#### Work to be completed
Give the data a second time, exactly and in full.

#### Records shown
######
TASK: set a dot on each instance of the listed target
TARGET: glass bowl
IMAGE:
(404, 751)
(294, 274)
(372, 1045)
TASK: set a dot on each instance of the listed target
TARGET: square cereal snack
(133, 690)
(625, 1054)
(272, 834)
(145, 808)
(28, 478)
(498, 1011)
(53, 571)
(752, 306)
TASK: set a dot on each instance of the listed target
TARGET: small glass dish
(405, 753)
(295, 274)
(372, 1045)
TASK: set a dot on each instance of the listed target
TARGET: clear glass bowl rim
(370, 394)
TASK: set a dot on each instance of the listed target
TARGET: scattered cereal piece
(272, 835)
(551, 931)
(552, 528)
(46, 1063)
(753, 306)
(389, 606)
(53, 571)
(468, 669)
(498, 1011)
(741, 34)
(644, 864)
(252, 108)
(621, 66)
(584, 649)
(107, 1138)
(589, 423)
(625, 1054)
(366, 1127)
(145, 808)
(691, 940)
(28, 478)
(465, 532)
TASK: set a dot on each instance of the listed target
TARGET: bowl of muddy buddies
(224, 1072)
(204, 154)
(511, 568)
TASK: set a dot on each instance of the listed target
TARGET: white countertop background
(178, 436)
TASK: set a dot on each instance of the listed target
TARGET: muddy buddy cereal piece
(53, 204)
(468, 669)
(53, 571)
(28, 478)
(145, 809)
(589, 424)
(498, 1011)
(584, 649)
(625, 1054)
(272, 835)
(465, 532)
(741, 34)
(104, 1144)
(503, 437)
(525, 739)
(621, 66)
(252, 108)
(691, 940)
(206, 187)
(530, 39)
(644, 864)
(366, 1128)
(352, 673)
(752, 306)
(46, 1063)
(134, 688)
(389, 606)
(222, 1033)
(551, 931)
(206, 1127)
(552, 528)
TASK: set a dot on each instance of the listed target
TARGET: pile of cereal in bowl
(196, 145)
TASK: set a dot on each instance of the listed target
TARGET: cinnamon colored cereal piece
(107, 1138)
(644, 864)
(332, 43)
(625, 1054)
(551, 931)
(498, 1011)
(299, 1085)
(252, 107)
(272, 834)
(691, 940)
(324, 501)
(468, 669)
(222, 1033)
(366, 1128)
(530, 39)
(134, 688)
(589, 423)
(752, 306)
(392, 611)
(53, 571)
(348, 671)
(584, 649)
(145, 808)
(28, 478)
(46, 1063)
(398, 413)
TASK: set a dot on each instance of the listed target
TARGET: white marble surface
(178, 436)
######
#### Solution for this task
TASK: set a dot on each instance of the listed target
TARGET: glass bowl
IMAGE:
(404, 751)
(294, 274)
(372, 1045)
TASK: set a dot on each instance of the listed target
TARGET: square cereal snack
(133, 690)
(625, 1054)
(272, 834)
(145, 808)
(28, 478)
(498, 1011)
(53, 571)
(752, 306)
TASK: set a dot on each instance of the listed target
TARGET: small glass dish
(405, 753)
(295, 274)
(372, 1045)
TASK: set a dot on each instance of the listed target
TARGET: clear glass bowl rim
(370, 394)
TASK: set a dot on each instance of the listed target
TARGET: scattered cereal piece
(272, 835)
(551, 931)
(552, 528)
(46, 1063)
(753, 306)
(389, 606)
(53, 571)
(468, 669)
(498, 1011)
(741, 34)
(644, 864)
(252, 108)
(621, 66)
(584, 649)
(107, 1138)
(589, 423)
(625, 1054)
(366, 1127)
(145, 808)
(691, 940)
(28, 478)
(465, 532)
TASK: set a dot on each instance of the listed target
TARGET: bowl of muddy buddies
(224, 1072)
(204, 154)
(511, 568)
TASK: set a dot on each instance of the listed target
TARGET: white countertop background
(178, 436)
TASK: set a dot on each instance of the listed target
TARGET: muddy buddy cereal piece
(53, 204)
(468, 669)
(53, 571)
(28, 478)
(145, 809)
(589, 424)
(498, 1011)
(584, 649)
(625, 1054)
(272, 835)
(465, 532)
(741, 34)
(104, 1144)
(503, 437)
(525, 739)
(621, 66)
(252, 108)
(691, 940)
(206, 187)
(530, 39)
(644, 864)
(366, 1128)
(352, 673)
(752, 306)
(46, 1063)
(134, 688)
(389, 606)
(222, 1033)
(551, 931)
(206, 1127)
(552, 528)
TASK: set a dot on each instance of the listed target
TARGET: pile of cereal in bowl
(196, 145)
TASK: set a dot on each instance of the listed target
TARGET: cinnamon colored cereal piece
(107, 1138)
(644, 864)
(332, 43)
(625, 1054)
(551, 931)
(498, 1011)
(299, 1085)
(252, 107)
(272, 834)
(691, 940)
(324, 501)
(468, 669)
(222, 1033)
(366, 1128)
(530, 39)
(134, 688)
(589, 423)
(752, 306)
(392, 611)
(53, 571)
(348, 671)
(584, 649)
(145, 808)
(28, 478)
(46, 1063)
(398, 413)
TASK: set a dot on each instance of the listed target
TARGET: white marble surface
(178, 436)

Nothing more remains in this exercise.